[Start of DATASET CONTENT]
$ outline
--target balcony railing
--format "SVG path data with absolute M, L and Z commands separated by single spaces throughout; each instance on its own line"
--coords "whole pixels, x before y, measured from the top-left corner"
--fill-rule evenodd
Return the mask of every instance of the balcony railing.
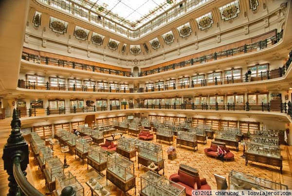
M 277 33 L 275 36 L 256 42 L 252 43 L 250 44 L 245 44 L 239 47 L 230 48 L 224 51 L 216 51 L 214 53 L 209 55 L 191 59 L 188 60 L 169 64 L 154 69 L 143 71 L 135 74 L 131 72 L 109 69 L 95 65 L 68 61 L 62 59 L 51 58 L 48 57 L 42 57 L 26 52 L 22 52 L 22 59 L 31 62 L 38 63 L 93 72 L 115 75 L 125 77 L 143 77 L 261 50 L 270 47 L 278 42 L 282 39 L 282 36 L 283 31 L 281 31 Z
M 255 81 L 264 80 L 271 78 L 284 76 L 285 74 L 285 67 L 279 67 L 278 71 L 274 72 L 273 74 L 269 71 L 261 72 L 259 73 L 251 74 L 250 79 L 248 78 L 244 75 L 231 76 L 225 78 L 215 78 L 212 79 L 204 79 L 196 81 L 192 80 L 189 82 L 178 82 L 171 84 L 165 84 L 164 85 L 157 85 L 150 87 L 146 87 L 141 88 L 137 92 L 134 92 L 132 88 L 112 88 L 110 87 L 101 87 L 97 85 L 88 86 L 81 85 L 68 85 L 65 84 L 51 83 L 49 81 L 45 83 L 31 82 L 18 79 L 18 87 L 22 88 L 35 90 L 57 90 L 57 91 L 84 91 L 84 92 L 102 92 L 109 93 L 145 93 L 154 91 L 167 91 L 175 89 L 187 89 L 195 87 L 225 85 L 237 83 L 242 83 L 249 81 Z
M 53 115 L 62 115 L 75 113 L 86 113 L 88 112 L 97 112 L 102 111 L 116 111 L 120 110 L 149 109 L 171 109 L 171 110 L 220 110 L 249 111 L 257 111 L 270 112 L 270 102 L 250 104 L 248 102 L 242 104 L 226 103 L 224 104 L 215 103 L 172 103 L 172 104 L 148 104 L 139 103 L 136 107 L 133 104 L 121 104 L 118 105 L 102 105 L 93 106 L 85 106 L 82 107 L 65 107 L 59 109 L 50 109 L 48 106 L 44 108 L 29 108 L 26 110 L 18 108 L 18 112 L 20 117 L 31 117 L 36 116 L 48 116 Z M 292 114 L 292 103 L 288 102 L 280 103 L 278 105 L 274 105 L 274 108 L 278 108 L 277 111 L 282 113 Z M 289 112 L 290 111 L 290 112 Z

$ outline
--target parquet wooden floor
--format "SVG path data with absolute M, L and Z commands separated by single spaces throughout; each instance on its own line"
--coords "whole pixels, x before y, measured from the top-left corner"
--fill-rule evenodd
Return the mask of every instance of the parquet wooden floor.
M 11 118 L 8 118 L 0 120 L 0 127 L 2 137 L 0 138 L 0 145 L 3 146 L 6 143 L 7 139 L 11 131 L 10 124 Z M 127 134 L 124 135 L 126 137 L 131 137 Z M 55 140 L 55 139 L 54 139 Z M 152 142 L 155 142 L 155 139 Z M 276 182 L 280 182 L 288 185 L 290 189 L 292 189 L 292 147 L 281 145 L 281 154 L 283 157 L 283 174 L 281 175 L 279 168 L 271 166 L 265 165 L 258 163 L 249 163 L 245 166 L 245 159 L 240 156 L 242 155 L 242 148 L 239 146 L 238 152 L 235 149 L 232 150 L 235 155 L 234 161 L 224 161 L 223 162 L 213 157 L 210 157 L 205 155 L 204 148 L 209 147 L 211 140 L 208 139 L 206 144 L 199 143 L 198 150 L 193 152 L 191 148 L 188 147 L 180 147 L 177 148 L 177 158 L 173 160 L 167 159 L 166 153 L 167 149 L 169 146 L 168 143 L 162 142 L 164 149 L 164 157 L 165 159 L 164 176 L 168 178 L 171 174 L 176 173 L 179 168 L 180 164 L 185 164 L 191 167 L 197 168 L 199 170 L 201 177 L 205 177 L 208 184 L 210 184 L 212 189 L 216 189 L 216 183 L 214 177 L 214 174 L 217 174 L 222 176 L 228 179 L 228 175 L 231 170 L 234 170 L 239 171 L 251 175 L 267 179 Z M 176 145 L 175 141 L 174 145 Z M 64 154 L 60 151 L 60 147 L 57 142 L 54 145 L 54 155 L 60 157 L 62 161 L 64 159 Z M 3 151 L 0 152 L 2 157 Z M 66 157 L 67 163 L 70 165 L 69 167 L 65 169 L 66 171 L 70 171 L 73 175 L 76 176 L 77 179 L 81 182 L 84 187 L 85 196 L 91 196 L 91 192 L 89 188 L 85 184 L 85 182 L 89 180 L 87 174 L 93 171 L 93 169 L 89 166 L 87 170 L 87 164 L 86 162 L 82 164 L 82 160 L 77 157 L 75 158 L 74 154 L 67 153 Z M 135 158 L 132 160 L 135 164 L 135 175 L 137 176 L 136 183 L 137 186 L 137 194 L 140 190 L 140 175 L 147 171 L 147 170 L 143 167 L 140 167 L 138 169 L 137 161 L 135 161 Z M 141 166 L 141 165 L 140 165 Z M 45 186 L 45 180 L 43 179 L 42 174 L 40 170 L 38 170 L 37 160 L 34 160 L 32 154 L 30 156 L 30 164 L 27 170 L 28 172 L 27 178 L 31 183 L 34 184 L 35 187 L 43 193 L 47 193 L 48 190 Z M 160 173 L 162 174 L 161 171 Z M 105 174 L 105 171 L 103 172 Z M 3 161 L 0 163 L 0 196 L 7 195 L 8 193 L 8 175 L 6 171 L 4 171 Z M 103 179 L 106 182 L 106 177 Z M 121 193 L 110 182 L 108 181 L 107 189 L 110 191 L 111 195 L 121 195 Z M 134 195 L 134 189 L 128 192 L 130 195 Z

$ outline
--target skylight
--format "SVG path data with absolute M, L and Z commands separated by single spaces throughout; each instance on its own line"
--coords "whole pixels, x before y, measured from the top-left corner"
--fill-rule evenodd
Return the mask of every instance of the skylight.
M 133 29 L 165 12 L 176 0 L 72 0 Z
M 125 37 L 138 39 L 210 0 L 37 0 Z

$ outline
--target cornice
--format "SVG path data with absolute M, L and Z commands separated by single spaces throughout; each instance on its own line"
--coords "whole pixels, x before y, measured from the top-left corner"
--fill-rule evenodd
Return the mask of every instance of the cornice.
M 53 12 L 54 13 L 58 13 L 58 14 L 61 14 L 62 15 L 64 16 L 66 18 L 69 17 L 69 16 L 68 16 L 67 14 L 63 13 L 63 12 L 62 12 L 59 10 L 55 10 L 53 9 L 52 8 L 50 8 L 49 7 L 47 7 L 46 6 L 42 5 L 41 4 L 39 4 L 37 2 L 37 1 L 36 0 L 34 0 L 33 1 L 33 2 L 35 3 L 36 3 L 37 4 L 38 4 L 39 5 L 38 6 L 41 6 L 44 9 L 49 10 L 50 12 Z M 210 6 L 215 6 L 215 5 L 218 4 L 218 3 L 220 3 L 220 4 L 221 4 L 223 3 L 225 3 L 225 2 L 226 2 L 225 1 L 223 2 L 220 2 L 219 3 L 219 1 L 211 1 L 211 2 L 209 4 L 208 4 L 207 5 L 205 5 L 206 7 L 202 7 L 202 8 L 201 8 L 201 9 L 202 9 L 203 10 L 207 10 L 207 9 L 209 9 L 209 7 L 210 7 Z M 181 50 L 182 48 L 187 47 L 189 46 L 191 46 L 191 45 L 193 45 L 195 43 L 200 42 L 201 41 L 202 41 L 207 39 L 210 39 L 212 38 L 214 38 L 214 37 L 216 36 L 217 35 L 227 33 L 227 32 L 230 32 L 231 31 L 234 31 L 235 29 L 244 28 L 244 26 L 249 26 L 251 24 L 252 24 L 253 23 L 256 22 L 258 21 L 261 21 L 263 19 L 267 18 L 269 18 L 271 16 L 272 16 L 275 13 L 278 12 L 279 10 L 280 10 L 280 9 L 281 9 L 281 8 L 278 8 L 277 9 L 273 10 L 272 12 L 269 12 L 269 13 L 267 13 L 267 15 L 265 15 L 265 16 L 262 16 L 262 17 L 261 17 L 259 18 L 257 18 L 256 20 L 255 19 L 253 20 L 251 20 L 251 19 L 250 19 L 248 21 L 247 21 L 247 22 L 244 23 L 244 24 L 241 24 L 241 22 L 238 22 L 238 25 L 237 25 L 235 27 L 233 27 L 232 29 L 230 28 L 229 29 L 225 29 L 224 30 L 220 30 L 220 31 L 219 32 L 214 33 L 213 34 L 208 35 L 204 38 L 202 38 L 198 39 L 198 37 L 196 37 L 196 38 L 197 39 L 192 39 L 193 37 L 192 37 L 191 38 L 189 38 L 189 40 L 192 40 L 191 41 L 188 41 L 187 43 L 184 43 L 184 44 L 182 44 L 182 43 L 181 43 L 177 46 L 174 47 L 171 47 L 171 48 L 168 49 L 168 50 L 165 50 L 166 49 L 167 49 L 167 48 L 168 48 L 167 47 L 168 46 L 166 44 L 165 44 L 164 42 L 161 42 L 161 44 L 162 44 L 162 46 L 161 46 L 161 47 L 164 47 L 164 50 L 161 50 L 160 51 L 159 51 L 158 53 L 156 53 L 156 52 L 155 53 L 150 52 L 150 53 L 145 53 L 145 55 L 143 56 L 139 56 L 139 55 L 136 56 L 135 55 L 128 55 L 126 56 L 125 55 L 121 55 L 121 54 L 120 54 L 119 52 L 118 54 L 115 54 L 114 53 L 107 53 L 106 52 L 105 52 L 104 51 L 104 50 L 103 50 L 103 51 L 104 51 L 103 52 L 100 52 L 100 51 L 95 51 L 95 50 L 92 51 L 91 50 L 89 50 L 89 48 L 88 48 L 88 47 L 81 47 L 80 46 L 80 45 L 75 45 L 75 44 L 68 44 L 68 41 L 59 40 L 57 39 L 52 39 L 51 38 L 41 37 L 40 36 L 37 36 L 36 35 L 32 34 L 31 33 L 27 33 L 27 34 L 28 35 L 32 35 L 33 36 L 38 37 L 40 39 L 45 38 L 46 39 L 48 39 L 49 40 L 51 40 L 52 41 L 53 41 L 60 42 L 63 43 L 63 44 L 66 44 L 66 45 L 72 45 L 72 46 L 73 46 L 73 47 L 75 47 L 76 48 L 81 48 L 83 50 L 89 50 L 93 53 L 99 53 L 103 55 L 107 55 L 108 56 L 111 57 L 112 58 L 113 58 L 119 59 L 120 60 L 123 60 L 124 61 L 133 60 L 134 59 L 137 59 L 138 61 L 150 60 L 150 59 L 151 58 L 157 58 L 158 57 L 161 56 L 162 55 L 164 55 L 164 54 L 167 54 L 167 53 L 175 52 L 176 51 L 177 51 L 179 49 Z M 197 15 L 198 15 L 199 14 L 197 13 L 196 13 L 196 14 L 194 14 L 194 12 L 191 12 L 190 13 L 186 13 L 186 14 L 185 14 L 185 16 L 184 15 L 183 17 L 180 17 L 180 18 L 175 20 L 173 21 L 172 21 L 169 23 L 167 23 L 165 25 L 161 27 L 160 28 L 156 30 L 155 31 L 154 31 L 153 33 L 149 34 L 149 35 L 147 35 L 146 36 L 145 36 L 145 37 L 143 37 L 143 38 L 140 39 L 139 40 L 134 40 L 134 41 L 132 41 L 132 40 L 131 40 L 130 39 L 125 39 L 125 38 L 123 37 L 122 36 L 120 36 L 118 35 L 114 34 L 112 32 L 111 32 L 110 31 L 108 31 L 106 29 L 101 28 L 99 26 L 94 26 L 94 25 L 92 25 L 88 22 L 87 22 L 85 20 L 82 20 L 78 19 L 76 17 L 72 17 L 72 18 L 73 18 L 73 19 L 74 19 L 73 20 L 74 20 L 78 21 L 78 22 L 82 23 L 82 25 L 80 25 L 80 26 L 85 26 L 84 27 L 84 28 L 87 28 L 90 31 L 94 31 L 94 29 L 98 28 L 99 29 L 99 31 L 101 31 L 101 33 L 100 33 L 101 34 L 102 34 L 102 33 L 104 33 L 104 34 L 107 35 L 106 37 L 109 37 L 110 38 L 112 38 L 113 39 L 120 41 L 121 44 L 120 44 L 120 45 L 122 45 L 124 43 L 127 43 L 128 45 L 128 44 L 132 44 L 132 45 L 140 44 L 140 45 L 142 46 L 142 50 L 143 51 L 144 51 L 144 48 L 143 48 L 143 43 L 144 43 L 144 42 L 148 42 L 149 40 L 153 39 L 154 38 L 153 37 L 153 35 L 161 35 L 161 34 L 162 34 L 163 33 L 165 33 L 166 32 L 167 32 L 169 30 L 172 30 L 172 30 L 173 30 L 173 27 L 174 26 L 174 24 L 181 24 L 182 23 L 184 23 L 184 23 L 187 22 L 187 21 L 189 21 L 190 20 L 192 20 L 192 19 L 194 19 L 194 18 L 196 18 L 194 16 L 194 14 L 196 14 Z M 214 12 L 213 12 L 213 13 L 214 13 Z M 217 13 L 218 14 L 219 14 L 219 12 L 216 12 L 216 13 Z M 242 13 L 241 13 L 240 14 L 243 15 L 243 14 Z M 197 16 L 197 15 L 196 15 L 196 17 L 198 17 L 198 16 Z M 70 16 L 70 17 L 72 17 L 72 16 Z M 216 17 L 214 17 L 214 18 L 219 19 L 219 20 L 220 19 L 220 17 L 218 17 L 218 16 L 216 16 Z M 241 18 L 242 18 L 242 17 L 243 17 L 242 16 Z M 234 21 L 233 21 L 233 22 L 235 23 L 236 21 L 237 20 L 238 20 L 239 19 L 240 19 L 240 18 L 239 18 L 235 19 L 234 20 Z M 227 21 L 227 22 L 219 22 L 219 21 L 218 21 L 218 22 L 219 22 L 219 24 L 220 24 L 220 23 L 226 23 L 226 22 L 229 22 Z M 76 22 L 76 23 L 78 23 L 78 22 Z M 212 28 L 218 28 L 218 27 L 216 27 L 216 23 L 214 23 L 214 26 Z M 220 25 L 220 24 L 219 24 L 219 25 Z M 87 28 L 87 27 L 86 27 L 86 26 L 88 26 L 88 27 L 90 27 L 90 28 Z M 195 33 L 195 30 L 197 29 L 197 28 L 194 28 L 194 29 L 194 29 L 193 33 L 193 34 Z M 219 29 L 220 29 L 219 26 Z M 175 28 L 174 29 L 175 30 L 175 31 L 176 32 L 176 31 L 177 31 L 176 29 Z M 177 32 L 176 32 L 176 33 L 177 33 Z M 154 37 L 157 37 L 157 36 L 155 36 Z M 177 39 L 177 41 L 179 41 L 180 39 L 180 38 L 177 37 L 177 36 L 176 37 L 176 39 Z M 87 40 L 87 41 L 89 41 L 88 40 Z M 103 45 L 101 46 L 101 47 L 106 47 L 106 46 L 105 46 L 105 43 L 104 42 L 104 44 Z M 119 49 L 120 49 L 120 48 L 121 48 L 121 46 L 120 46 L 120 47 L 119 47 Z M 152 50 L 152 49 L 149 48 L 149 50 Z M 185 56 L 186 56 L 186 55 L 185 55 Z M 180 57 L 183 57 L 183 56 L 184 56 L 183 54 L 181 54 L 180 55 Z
[End of DATASET CONTENT]
> _GOAL_: Copy out everything from the start of the records down to the line containing "Return the mask of every instance of the balcony", reproducing both ends and every line between them without any change.

> _RESPONSE_:
$ outline
--target balcony railing
--format "SVG path data with absolute M, L and Z commands separated by single spaces throughout; each instance on its own line"
--coords "whole pixels, x before y, measured from the top-left corner"
--fill-rule evenodd
Return the mask of every instance of the balcony railing.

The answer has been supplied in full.